-- BEGIN RECORDS FOR THE EXERCISE --

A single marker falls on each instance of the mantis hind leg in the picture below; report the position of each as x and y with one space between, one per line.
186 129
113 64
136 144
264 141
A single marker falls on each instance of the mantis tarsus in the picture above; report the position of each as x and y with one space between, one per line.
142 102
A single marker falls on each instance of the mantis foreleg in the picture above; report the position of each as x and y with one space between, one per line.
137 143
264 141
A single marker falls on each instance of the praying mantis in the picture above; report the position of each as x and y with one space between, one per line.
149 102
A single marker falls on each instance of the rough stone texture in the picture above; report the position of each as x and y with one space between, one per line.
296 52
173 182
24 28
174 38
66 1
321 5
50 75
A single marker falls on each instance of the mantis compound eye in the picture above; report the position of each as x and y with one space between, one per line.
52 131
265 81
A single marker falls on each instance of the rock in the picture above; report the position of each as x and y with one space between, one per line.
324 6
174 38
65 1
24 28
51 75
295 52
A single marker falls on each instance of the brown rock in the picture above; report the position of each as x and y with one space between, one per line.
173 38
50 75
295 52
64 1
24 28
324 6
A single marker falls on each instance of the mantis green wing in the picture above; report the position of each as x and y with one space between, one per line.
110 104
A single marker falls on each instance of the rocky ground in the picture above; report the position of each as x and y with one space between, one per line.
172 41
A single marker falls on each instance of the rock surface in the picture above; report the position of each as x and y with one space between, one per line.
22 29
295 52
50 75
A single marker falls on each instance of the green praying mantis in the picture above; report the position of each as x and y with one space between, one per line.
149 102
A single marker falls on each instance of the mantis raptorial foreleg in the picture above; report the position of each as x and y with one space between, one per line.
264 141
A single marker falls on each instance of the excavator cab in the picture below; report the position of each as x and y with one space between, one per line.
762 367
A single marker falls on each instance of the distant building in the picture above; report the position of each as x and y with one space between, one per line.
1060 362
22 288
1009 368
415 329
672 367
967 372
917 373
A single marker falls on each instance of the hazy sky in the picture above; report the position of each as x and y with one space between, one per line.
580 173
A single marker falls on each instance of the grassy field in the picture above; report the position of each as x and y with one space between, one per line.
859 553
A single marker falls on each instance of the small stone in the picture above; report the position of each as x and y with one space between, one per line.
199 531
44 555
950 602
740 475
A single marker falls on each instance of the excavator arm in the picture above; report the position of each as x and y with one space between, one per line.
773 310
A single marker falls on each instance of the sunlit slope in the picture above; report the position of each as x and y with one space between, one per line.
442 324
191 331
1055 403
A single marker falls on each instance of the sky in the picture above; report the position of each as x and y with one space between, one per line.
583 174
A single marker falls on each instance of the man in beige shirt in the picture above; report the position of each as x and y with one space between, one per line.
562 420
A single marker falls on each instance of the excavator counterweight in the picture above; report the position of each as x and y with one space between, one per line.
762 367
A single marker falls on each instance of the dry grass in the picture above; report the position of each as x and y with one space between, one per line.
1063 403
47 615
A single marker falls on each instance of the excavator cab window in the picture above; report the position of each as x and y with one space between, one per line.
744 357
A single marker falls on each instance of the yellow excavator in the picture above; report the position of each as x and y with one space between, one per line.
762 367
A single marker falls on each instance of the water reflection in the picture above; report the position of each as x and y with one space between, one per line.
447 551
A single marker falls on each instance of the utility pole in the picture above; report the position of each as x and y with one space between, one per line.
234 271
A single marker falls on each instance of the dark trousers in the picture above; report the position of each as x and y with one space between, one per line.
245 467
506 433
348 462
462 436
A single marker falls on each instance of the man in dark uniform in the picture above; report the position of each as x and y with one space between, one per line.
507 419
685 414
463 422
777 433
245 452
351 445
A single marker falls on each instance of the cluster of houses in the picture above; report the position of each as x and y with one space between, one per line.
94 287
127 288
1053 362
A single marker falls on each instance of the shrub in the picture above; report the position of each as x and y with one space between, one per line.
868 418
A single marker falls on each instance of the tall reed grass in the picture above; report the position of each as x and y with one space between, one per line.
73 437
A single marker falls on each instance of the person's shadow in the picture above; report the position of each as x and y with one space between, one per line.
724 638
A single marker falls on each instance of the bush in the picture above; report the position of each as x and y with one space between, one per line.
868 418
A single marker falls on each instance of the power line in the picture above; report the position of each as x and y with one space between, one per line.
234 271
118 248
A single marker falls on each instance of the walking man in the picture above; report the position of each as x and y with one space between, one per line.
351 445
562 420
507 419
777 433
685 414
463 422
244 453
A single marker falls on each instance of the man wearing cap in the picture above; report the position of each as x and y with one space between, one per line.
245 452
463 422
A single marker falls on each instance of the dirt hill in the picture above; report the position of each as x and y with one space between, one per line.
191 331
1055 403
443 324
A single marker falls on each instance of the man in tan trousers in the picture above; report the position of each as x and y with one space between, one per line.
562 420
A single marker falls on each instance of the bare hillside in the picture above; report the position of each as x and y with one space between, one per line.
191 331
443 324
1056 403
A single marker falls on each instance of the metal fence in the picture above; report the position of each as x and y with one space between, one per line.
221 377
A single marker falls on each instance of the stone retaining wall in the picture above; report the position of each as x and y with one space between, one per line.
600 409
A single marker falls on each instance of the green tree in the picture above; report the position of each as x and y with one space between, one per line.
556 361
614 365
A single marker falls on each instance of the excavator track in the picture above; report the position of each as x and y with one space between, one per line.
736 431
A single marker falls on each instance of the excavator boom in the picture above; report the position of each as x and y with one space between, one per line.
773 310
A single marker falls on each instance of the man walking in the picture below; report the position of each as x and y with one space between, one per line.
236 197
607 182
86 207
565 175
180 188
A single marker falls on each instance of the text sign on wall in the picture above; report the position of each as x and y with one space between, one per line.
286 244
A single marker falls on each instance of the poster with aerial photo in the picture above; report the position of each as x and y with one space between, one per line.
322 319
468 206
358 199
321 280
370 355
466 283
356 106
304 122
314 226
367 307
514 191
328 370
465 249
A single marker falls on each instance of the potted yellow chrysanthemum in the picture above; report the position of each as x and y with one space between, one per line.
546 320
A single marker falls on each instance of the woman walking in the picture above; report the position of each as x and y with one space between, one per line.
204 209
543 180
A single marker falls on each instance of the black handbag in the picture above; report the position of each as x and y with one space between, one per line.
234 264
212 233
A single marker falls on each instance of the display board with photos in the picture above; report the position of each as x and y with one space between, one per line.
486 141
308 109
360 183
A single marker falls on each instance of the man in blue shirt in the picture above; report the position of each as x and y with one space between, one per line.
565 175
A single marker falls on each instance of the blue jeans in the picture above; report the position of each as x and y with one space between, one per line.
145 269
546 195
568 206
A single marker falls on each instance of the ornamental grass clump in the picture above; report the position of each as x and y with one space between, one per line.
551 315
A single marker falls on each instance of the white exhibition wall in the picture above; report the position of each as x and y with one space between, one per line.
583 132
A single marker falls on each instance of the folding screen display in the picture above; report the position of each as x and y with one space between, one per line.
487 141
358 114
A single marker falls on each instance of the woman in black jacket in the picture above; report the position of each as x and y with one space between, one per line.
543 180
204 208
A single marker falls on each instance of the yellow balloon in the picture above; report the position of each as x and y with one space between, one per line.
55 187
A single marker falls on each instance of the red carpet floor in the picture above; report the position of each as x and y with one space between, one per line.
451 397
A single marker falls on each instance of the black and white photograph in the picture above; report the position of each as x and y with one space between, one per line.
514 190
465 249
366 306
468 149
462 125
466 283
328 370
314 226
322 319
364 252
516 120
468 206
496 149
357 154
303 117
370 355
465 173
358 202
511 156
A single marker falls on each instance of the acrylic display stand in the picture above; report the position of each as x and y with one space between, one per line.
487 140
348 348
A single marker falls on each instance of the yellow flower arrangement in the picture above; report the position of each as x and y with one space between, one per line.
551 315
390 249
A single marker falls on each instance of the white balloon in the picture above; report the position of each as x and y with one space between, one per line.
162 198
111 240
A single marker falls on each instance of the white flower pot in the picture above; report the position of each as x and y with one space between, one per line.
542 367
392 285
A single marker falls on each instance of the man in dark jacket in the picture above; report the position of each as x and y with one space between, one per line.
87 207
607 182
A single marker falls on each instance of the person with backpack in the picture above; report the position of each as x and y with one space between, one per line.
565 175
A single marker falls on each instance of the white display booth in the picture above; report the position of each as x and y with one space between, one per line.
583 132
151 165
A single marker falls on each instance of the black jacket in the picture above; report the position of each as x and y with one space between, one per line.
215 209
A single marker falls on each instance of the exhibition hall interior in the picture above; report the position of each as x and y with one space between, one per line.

-- END RECORDS FOR THE EXERCISE --

[WHAT IS BEING ASKED]
Return, word for word, each line from the line that contains "A single marker falls on each instance of the white display" to the end of the listing above; include both end lines and nothing else.

[OUTPUT FOR THIS EXERCISE]
A single marker falls on each instance of the white display booth in the picture above; report the position of each as x and y with one space between, one per line.
583 132
151 165
A single marker falls on each instance of the black jacket in the picture above; report the position of each as x and y with one space between, one per line.
215 209
A single marker falls on each instance of the exhibition hall interior in the picture above; report the position of each as x and y with one space between, one per line.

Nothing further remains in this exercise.